§ DIRECTIONS
Please change "thin branch" to "slender branch" in the material below, starting with the line containing "Identify every instance of the wing" and going on through the line containing "x=665 y=559", and give those lines again with everything else unchanged.

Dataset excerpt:

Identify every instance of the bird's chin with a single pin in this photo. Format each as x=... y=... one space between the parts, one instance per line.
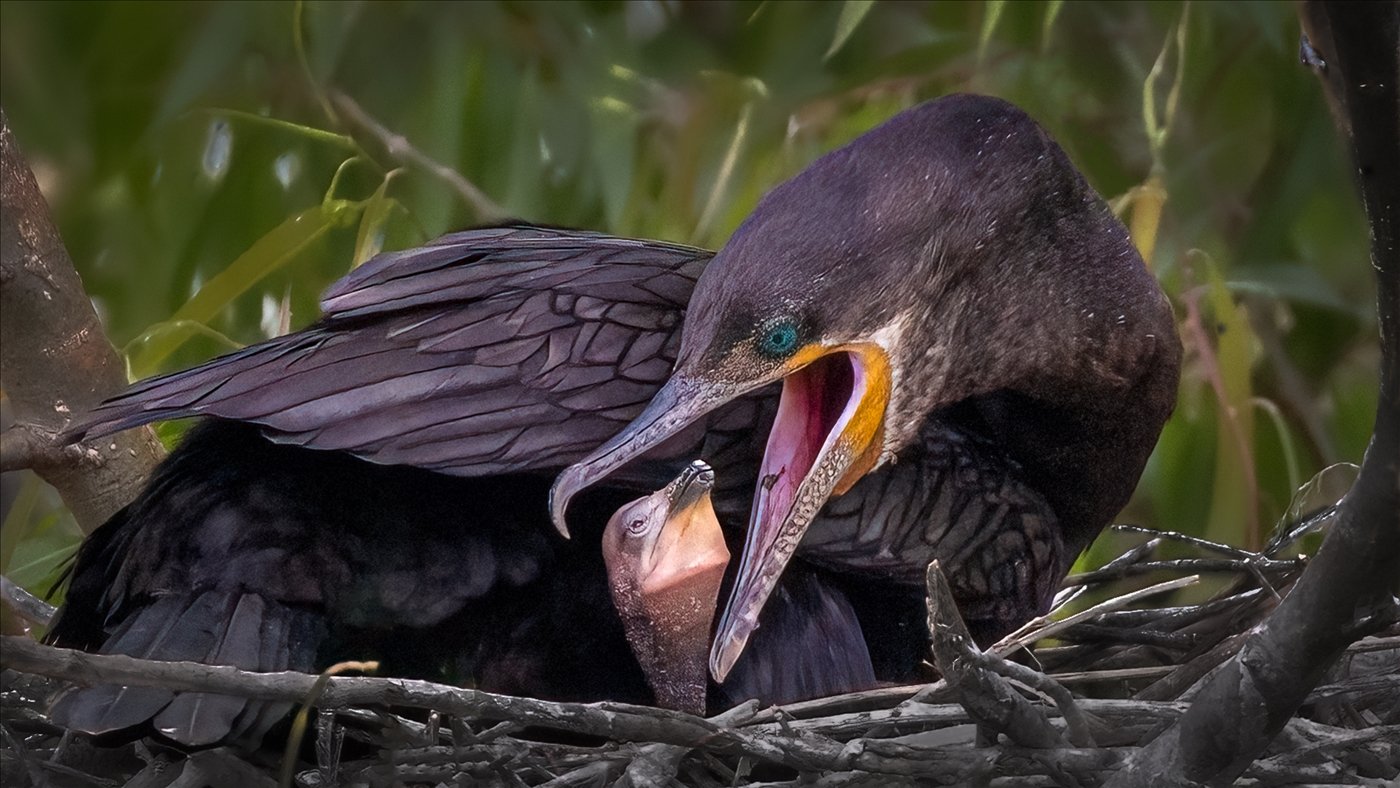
x=828 y=434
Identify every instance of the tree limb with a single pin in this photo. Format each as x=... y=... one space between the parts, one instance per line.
x=1350 y=585
x=55 y=360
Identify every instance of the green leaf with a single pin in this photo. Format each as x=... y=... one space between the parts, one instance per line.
x=1047 y=25
x=851 y=14
x=266 y=255
x=378 y=209
x=139 y=357
x=989 y=25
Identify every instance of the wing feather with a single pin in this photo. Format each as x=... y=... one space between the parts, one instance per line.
x=483 y=352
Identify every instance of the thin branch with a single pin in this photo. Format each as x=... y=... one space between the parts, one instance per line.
x=55 y=360
x=24 y=603
x=1350 y=585
x=987 y=697
x=402 y=151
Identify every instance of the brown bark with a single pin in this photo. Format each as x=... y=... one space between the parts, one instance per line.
x=1348 y=588
x=55 y=360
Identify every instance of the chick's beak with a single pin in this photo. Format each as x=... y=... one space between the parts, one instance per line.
x=828 y=433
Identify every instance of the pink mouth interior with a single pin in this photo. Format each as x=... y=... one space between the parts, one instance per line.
x=816 y=402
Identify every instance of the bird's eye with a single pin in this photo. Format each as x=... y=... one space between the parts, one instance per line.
x=779 y=339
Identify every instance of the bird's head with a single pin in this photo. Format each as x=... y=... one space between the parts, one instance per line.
x=948 y=254
x=665 y=559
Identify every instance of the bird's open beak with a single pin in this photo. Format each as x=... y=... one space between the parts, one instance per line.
x=689 y=549
x=828 y=433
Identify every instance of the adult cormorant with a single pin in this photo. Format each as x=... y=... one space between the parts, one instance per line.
x=970 y=353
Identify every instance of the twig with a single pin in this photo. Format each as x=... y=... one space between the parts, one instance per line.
x=655 y=764
x=608 y=720
x=986 y=696
x=1039 y=629
x=55 y=360
x=24 y=603
x=402 y=151
x=1242 y=707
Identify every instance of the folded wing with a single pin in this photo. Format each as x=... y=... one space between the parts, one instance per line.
x=485 y=352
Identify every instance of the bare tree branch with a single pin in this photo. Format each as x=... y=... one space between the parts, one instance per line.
x=1350 y=585
x=402 y=151
x=55 y=360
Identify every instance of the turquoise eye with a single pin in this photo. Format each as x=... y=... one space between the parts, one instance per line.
x=779 y=339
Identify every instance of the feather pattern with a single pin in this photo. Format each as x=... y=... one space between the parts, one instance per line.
x=464 y=356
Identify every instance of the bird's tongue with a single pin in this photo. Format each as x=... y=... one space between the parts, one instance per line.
x=814 y=400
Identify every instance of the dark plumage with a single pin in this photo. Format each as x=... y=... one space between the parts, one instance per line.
x=969 y=347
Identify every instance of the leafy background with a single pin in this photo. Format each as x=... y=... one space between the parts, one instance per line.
x=209 y=186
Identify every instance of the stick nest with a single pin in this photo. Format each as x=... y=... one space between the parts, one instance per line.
x=1066 y=700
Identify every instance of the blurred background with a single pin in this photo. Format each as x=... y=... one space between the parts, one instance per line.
x=214 y=165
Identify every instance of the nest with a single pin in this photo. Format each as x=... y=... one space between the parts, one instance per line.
x=1066 y=700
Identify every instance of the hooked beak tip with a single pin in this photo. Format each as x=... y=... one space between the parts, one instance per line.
x=559 y=496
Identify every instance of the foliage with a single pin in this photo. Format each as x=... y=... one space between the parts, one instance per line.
x=209 y=188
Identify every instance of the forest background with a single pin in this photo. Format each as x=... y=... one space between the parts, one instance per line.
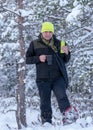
x=73 y=21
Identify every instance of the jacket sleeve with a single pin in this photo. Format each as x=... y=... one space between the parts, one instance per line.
x=64 y=56
x=31 y=58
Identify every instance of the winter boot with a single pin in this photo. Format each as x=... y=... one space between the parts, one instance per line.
x=46 y=117
x=70 y=115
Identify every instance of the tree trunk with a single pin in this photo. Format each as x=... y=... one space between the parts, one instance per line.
x=20 y=93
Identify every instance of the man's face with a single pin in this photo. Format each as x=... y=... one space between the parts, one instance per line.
x=47 y=35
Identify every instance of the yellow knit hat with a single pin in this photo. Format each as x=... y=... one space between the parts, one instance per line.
x=47 y=26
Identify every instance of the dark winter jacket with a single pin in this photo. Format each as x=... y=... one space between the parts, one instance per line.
x=44 y=71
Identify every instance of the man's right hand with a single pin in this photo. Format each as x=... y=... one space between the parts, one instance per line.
x=42 y=58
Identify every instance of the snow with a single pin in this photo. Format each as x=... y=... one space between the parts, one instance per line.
x=8 y=119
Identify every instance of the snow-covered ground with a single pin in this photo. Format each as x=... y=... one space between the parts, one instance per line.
x=8 y=119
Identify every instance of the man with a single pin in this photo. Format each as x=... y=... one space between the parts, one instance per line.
x=48 y=75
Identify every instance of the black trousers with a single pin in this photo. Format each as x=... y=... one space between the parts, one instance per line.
x=45 y=88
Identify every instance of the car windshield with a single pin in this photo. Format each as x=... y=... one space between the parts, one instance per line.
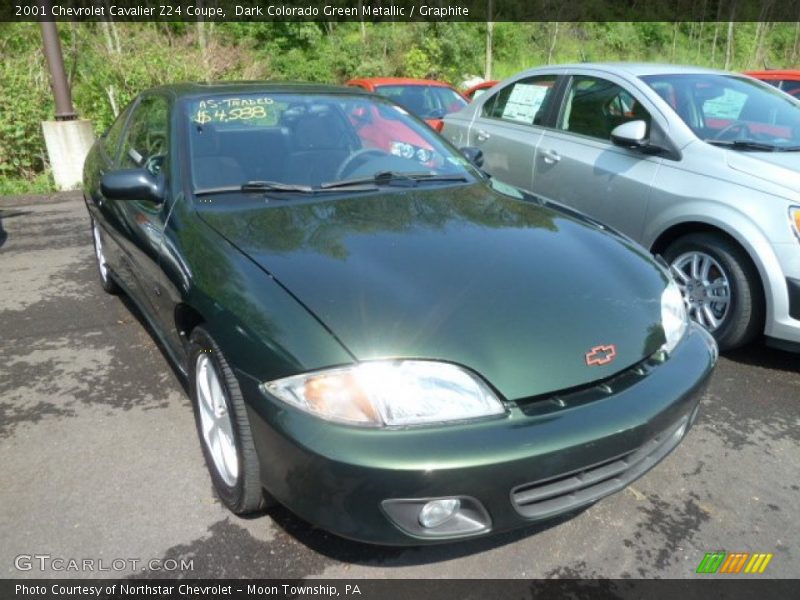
x=731 y=110
x=425 y=101
x=298 y=142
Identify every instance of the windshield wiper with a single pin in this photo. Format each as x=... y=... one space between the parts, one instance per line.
x=274 y=186
x=256 y=186
x=392 y=178
x=745 y=145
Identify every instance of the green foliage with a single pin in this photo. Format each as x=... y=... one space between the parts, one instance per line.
x=108 y=64
x=40 y=183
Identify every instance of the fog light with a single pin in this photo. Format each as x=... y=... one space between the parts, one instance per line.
x=436 y=512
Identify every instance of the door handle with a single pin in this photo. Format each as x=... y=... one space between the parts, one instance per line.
x=551 y=157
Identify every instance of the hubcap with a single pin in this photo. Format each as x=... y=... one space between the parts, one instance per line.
x=98 y=249
x=705 y=288
x=215 y=421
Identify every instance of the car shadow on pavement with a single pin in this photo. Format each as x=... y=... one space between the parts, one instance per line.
x=350 y=551
x=758 y=354
x=7 y=214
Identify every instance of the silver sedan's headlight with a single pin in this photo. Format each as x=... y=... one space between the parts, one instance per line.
x=673 y=316
x=390 y=393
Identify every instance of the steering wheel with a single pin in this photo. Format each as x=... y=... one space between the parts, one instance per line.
x=740 y=125
x=347 y=166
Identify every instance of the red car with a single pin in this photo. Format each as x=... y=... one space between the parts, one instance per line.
x=476 y=90
x=787 y=80
x=428 y=99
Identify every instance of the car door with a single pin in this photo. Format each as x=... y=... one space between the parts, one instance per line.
x=578 y=165
x=509 y=125
x=146 y=146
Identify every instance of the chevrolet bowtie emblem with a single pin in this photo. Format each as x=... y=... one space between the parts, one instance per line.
x=601 y=355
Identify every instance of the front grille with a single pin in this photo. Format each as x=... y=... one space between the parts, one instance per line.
x=560 y=494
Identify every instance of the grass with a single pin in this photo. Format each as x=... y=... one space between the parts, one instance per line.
x=42 y=183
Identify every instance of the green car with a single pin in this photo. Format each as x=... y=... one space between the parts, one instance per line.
x=374 y=333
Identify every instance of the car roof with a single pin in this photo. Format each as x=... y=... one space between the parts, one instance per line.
x=775 y=74
x=190 y=89
x=378 y=81
x=637 y=69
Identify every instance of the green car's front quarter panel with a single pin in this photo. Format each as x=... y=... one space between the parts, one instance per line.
x=337 y=476
x=516 y=291
x=262 y=329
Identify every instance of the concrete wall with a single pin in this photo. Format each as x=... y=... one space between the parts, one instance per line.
x=68 y=143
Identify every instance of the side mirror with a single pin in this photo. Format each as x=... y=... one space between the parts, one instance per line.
x=632 y=134
x=132 y=184
x=473 y=155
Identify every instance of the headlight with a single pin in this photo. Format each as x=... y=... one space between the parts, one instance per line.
x=390 y=393
x=794 y=218
x=673 y=316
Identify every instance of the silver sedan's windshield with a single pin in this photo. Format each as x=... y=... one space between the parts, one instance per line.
x=731 y=110
x=295 y=143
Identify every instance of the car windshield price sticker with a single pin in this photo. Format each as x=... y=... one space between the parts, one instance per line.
x=223 y=110
x=524 y=102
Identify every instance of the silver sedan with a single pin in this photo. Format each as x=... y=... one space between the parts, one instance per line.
x=700 y=166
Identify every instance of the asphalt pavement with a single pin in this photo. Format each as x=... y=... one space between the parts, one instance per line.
x=100 y=460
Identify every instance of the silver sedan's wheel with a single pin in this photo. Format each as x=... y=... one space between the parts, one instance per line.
x=721 y=286
x=215 y=418
x=705 y=287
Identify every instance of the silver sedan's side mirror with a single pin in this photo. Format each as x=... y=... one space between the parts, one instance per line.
x=632 y=134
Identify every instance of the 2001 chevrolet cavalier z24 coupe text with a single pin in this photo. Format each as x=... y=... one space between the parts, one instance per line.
x=390 y=344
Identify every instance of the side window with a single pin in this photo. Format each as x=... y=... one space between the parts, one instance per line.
x=146 y=141
x=523 y=101
x=595 y=106
x=112 y=137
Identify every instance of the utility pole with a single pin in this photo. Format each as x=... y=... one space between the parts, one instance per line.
x=58 y=76
x=68 y=138
x=487 y=69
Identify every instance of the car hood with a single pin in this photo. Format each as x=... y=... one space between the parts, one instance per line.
x=781 y=168
x=517 y=291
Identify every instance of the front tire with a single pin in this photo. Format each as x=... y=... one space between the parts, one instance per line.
x=223 y=426
x=720 y=286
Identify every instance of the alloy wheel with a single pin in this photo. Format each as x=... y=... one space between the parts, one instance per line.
x=705 y=288
x=215 y=420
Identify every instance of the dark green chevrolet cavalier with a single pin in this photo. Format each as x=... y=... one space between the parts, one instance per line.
x=374 y=333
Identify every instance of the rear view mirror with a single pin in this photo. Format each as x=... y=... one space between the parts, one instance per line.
x=473 y=155
x=632 y=134
x=132 y=184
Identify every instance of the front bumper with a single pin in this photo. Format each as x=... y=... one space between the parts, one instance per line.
x=548 y=456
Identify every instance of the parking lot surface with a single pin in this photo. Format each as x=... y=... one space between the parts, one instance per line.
x=100 y=459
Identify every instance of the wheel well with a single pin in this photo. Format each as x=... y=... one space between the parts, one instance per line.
x=677 y=231
x=186 y=319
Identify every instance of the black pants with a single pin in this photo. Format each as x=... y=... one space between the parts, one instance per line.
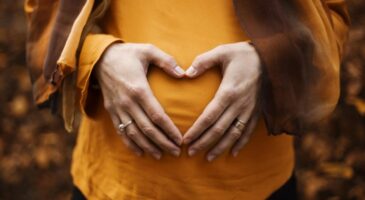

§ TASK ANSWER
Identify every instance of the wing feather with a single pin in this photo. Format each as x=... y=... one space between the parts, one instance per line.
x=483 y=352
Identify every instance of the slender branch with a single pin in this photo. Format each as x=... y=... one space between the parts, one instance per line.
x=55 y=360
x=24 y=603
x=1350 y=585
x=987 y=697
x=402 y=151
Identify every instance of the brown bark with a single pin in this photo. Format each as x=... y=... one space between the parts, one instance per line.
x=1348 y=588
x=55 y=360
Identify every instance of the chick's beak with a single pin in this photo. Format each as x=... y=... one space between the parts, one instance per line.
x=828 y=433
Identify every instance of the pink mouth interior with a single pin in this photo. Format each as x=... y=... one space between the parts, one instance per line.
x=816 y=402
Identify every instance of the bird's eye with a single pin in this photo. Format each as x=... y=... one space between the parts, one instance per line.
x=779 y=339
Identify every instance of the bird's head with a single pin in this photo. Format each as x=... y=... one space between the parts, one instance per line.
x=948 y=254
x=665 y=559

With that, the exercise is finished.